(Saved entries)
################

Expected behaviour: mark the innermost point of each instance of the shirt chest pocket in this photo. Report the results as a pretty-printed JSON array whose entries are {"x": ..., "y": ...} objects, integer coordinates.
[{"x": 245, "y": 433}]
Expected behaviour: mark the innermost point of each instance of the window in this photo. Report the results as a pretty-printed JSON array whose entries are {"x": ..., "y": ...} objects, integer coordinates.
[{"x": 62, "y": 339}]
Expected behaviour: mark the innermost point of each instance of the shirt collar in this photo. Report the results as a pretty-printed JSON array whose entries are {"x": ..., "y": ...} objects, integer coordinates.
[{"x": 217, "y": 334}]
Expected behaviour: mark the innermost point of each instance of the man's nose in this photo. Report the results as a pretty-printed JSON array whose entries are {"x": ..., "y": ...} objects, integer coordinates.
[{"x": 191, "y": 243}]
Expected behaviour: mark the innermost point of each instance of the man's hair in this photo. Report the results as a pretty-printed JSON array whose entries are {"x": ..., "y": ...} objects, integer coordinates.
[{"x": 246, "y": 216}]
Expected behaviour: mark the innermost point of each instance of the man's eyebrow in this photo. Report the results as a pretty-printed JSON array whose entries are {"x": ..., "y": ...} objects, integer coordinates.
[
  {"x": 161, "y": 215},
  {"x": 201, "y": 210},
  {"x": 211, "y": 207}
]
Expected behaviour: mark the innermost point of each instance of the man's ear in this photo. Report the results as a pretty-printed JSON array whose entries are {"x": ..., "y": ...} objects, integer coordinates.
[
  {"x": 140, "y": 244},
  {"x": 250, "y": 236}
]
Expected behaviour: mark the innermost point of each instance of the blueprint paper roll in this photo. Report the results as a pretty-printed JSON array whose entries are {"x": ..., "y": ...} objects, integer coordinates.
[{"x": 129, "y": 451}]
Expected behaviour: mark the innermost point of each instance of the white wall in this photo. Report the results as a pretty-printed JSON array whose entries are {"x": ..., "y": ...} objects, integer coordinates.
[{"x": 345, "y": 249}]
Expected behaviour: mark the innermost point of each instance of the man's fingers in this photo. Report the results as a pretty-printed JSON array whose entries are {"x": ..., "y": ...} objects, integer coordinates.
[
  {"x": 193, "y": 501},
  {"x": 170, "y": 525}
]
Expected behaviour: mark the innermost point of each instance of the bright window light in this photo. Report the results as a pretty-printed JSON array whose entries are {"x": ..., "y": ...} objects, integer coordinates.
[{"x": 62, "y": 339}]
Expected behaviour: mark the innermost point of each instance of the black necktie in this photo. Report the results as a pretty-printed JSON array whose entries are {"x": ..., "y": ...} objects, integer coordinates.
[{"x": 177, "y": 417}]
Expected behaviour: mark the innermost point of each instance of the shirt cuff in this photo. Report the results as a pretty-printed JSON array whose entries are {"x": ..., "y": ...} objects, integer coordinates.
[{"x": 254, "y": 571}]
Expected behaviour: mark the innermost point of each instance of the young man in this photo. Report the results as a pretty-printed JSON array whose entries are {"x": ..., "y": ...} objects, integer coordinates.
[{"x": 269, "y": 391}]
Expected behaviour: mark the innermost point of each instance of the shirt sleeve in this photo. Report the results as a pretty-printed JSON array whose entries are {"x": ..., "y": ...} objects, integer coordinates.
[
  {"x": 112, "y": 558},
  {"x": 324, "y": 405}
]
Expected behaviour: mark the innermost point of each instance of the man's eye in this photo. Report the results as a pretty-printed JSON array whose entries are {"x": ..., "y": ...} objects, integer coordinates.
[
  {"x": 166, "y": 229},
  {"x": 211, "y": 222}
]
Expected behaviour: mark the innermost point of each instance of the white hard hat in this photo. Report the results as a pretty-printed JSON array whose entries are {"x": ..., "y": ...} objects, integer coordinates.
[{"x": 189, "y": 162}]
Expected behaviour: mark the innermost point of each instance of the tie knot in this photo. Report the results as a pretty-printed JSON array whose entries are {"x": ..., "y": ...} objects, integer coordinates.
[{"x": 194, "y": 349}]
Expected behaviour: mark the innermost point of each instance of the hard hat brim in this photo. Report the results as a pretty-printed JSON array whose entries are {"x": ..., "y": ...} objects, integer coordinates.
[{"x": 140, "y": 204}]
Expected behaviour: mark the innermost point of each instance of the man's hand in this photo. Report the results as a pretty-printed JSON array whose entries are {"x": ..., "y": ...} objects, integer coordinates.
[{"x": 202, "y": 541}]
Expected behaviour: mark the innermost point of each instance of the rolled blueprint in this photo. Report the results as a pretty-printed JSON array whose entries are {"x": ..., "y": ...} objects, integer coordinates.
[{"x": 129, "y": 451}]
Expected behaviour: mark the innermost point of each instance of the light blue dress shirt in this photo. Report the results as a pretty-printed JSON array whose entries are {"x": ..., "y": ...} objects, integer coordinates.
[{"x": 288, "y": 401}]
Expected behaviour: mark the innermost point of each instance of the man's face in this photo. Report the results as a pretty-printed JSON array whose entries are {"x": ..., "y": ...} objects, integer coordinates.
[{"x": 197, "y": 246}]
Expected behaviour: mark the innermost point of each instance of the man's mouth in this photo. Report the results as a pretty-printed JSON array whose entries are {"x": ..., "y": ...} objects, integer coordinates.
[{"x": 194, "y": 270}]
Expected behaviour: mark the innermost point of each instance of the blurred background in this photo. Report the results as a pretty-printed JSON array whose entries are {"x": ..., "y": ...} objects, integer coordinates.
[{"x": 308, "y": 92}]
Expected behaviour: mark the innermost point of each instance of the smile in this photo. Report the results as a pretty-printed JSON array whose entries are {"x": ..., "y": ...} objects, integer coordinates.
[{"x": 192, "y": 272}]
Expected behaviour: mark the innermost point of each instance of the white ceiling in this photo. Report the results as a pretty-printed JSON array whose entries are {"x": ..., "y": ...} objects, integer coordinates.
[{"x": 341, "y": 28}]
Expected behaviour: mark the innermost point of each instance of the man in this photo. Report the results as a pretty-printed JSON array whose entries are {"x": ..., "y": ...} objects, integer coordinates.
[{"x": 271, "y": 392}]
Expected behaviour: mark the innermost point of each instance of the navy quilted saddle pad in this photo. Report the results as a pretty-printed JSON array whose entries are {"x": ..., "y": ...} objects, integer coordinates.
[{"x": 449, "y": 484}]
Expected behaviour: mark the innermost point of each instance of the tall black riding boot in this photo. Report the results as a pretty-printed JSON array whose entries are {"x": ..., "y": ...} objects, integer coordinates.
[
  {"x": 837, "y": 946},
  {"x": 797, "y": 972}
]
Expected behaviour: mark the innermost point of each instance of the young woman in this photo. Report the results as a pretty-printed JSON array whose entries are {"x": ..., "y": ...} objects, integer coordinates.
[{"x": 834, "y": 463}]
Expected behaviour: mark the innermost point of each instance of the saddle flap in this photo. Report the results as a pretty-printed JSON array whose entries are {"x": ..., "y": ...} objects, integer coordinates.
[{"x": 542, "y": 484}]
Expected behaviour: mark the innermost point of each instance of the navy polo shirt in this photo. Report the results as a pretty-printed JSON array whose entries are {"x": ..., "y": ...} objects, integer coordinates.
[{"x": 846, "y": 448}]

################

__EXERCISE PROMPT__.
Repeat the entries above verbatim.

__RESPONSE TO THIS TASK__.
Expected behaviour: mark the innermost point of each instance of the shirt chest pocket in this photo. Report the results as a pretty-printed JSON array whose entries are {"x": ..., "y": ...} objects, integer coordinates.
[{"x": 245, "y": 433}]
Expected behaviour: mark the innermost point of each instance of the window in this photo. Report the results as a pretty-printed JSON array whose entries are {"x": ..., "y": ...} objects, integer coordinates.
[{"x": 62, "y": 339}]
Expected behaviour: mark the innermost point of each instance of the shirt collar in this photo. Report the results as a pretty-printed JSON array whose entries are {"x": ..., "y": ...} objects, integer coordinates.
[{"x": 217, "y": 334}]
Expected behaviour: mark the innermost point of each instance of the man's nose in this photo. Report the results as a pretty-printed JSON array whose entries are {"x": ..., "y": ...} objects, integer coordinates.
[{"x": 191, "y": 243}]
Expected behaviour: mark the innermost point of each instance of the man's hair in this photo. Report the results as a pretty-printed JSON array whose entries are {"x": ..., "y": ...} objects, integer coordinates.
[{"x": 246, "y": 216}]
Expected behaviour: mark the innermost point of each instance of the man's eyebrow in this photo. Report the results as a pretty-printed JSON array whose entries are {"x": ..., "y": ...} objects, integer coordinates.
[
  {"x": 161, "y": 215},
  {"x": 201, "y": 210},
  {"x": 211, "y": 207}
]
Expected behaviour: mark the innermost point of each instance of the man's ear in this photo. Report the results as a pretty-printed JSON array whose entries are {"x": ..., "y": ...} objects, integer coordinates.
[
  {"x": 140, "y": 244},
  {"x": 250, "y": 236}
]
Expected behaviour: mark the innermost point of each instance of the blueprint paper roll in this photo. Report the results as a pretty-printed JSON array whose entries are {"x": ..., "y": ...} objects, integer coordinates.
[{"x": 129, "y": 451}]
Expected behaviour: mark the innermost point of each instance of the white wall in this photo. Report the results as a pretty-printed JSON array whose entries are {"x": ..., "y": ...} objects, integer coordinates.
[{"x": 345, "y": 249}]
Expected behaviour: mark the innermost point of each instance of the man's fingers in this photo. Report the results as a pretty-printed JSON array whose entries are {"x": ..., "y": ...} objects, integer coordinates.
[
  {"x": 193, "y": 501},
  {"x": 170, "y": 525}
]
Expected behaviour: mark the innermost point of each instance of the bright window light in this photo. Report the results as a pretty-printed JSON array whose entries are {"x": ..., "y": ...} objects, integer coordinates.
[{"x": 62, "y": 339}]
Expected behaviour: mark the innermost point of each instance of the black necktie in this photo. Report the results as a pretty-printed JSON array whose entries are {"x": ..., "y": ...} objects, integer coordinates.
[{"x": 177, "y": 417}]
Expected behaviour: mark the innermost point of each instance of the shirt cuff in this photo. Report the results as a pretty-printed JSON array whose entries are {"x": ..., "y": ...} objects, integer coordinates.
[{"x": 254, "y": 571}]
Expected behaviour: mark the innermost point of each instance of the young man in this photo. Report the results as a pretty-printed JSON array whose entries are {"x": ..., "y": ...} objects, integer coordinates.
[{"x": 269, "y": 391}]
Expected behaviour: mark the innermost point of each instance of the shirt sleeve in this photo. Report the results as a pretty-printed JSON array whose entries are {"x": ..., "y": ...} objects, integer coordinates.
[
  {"x": 112, "y": 558},
  {"x": 324, "y": 405}
]
Expected behaviour: mark the innermost point of each instance of the man's eye in this photo. Report the results as a pretty-printed JSON array whose entries are {"x": ..., "y": ...} objects, integer coordinates.
[
  {"x": 166, "y": 229},
  {"x": 211, "y": 222}
]
Expected behaviour: mark the innermost point of each instance of the white hard hat in this photo. Report the results as a pretty-printed JSON array whose entries are {"x": ..., "y": ...} objects, integer coordinates.
[{"x": 189, "y": 162}]
Expected behaviour: mark the innermost point of each instance of the tie knot in this photo. Report the results as a pretty-printed JSON array whose entries are {"x": ..., "y": ...} objects, integer coordinates.
[{"x": 194, "y": 349}]
Expected behaviour: mark the innermost point of each instance of the hard hat brim in this photo. Report the results as a pretty-printed JSON array whose entries are {"x": ..., "y": ...} objects, integer coordinates.
[{"x": 140, "y": 204}]
Expected behaviour: mark the innermost point of each instance of the man's hand in this photo. Report the results as a pretty-printed JSON array whose entries are {"x": ..., "y": ...} objects, integer coordinates.
[{"x": 202, "y": 541}]
Expected behaviour: mark the innermost point of each instance of the rolled blueprint in this photo. Report the results as a pretty-printed JSON array whose entries are {"x": ..., "y": ...} objects, integer coordinates.
[{"x": 129, "y": 451}]
Expected behaviour: mark the innermost point of each instance of the light blue dress shirt in this photo. Report the results as a pretty-printed JSON array whose entries are {"x": ..., "y": ...} objects, integer coordinates.
[{"x": 288, "y": 401}]
Expected behaviour: mark the innermost point of each instance of the man's face in this photo. Report the results as a pretty-printed JSON array whose entries are {"x": ..., "y": ...} objects, integer coordinates.
[{"x": 197, "y": 246}]
Expected behaviour: mark the innermost point of each instance of the man's mouth in this photo. Report the results as a pretty-printed JSON array whose entries are {"x": ..., "y": ...} objects, integer coordinates.
[{"x": 194, "y": 270}]
Expected behaviour: mark the innermost point of each instance of the blurred background in this photo. Report the results as a pretty-printed JSON array whose entries are {"x": ..., "y": ...} objects, integer coordinates.
[{"x": 308, "y": 92}]
Expected behaviour: mark the innermost point of each instance of the smile in this photo. Report the results as a pretty-printed JSON array whose entries are {"x": ..., "y": ...} objects, integer coordinates.
[{"x": 192, "y": 272}]
Expected behaviour: mark the innermost point of each instance of the white ceiling in this photo. Report the results as a pretty-printed JSON array whose entries are {"x": ..., "y": ...} objects, integer coordinates.
[{"x": 341, "y": 28}]
Expected behaviour: mark the innermost point of each instance of the man in this photo. Report the results as a pretty-printed JSON array whose entries are {"x": ..., "y": ...} objects, integer coordinates.
[{"x": 271, "y": 392}]
Expected behaviour: mark the innermost point of each instance of the navy quilted saddle pad in this photo. Report the results as a pretty-printed JSON array whose entries are {"x": ..., "y": ...} objects, integer coordinates.
[{"x": 449, "y": 484}]
Expected behaviour: mark the innermost point of each instance of the tall black riding boot in this photo. Report the results as a pretty-printed JSON array whose entries are {"x": ..., "y": ...} objects, integer coordinates.
[
  {"x": 837, "y": 946},
  {"x": 797, "y": 972}
]
Expected behaviour: mark the innermost point of each instance of the young woman in this photo. Report the results as a pretty-printed JSON array whose entries are {"x": ..., "y": ...} objects, integer coordinates.
[{"x": 834, "y": 463}]
Expected behaviour: mark the innermost point of each instance of the saddle flap in this photo. Report the results as a pretty-printed JSON array whose entries are {"x": ..., "y": ...} objects, integer coordinates.
[{"x": 542, "y": 484}]
Expected behaviour: mark the innermost point of each instance of the navy polo shirt in this photo. Report the results as a pretty-printed JSON array whose entries are {"x": ..., "y": ...} objects, integer coordinates.
[{"x": 846, "y": 448}]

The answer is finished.